YOUR GOAL – Copy every row below word for word, leaving out the pictures.

SOURCE RECORDS –
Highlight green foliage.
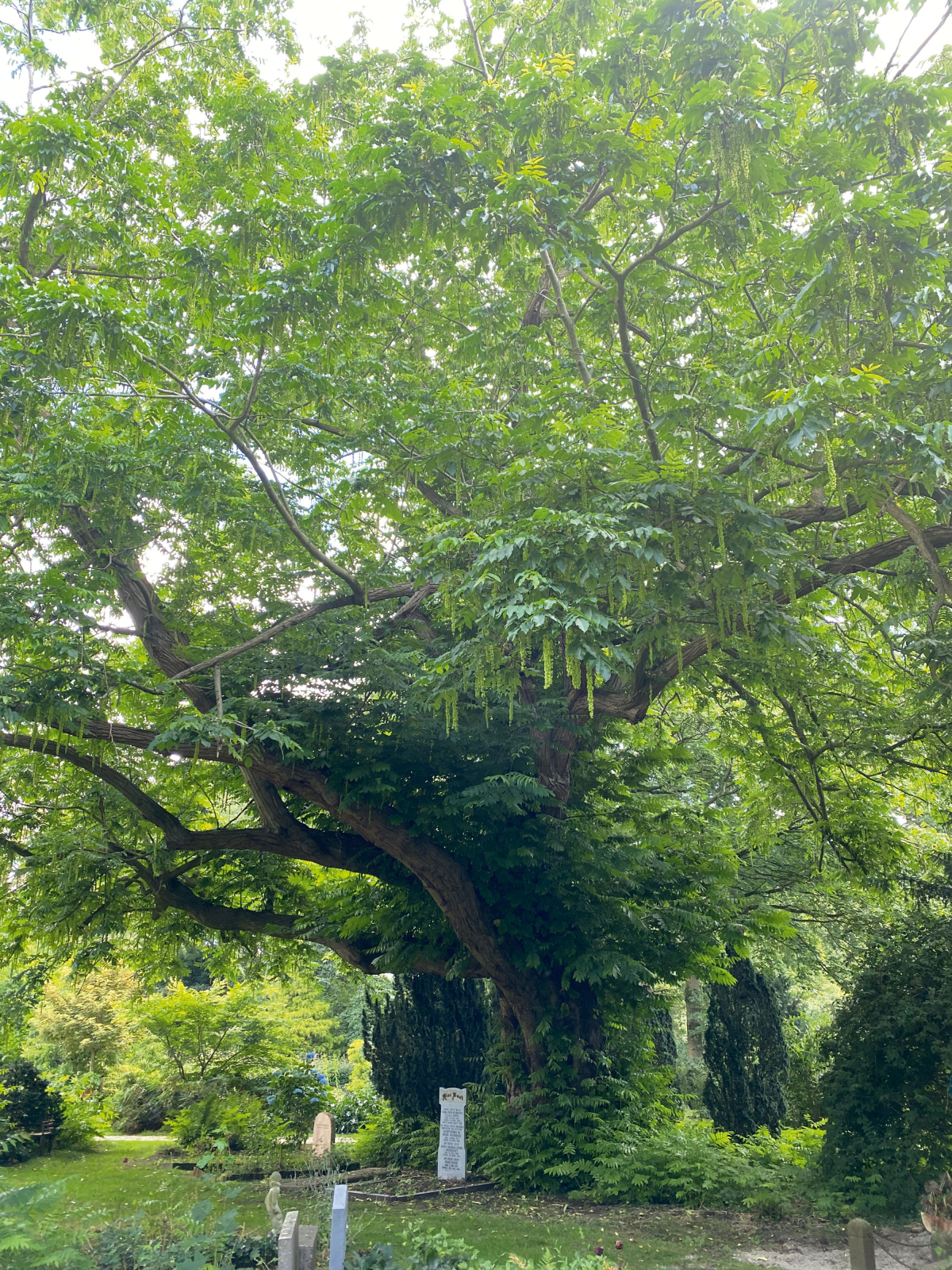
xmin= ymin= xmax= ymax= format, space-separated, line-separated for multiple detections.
xmin=163 ymin=1094 xmax=275 ymax=1153
xmin=0 ymin=0 xmax=952 ymax=1163
xmin=0 ymin=1058 xmax=63 ymax=1130
xmin=354 ymin=1103 xmax=444 ymax=1172
xmin=783 ymin=1014 xmax=830 ymax=1126
xmin=81 ymin=1200 xmax=271 ymax=1270
xmin=136 ymin=982 xmax=292 ymax=1084
xmin=594 ymin=1120 xmax=823 ymax=1217
xmin=364 ymin=974 xmax=489 ymax=1119
xmin=28 ymin=965 xmax=136 ymax=1076
xmin=53 ymin=1073 xmax=113 ymax=1151
xmin=0 ymin=961 xmax=49 ymax=1060
xmin=651 ymin=1010 xmax=678 ymax=1067
xmin=256 ymin=1067 xmax=334 ymax=1141
xmin=821 ymin=908 xmax=952 ymax=1215
xmin=0 ymin=1180 xmax=81 ymax=1270
xmin=704 ymin=957 xmax=789 ymax=1137
xmin=467 ymin=1031 xmax=673 ymax=1196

RESPONSE –
Highlight green foliage.
xmin= ymin= xmax= ymax= format, space-separated, line-separated for multiple detections.
xmin=163 ymin=1094 xmax=275 ymax=1153
xmin=0 ymin=0 xmax=952 ymax=1163
xmin=0 ymin=1058 xmax=63 ymax=1130
xmin=354 ymin=1103 xmax=444 ymax=1172
xmin=783 ymin=1014 xmax=830 ymax=1126
xmin=81 ymin=1200 xmax=271 ymax=1270
xmin=136 ymin=982 xmax=292 ymax=1084
xmin=594 ymin=1120 xmax=823 ymax=1217
xmin=364 ymin=974 xmax=489 ymax=1119
xmin=28 ymin=965 xmax=136 ymax=1076
xmin=53 ymin=1073 xmax=113 ymax=1151
xmin=0 ymin=961 xmax=49 ymax=1060
xmin=651 ymin=1010 xmax=678 ymax=1067
xmin=256 ymin=1067 xmax=334 ymax=1141
xmin=821 ymin=908 xmax=952 ymax=1215
xmin=0 ymin=1180 xmax=81 ymax=1270
xmin=704 ymin=957 xmax=789 ymax=1137
xmin=467 ymin=1031 xmax=673 ymax=1196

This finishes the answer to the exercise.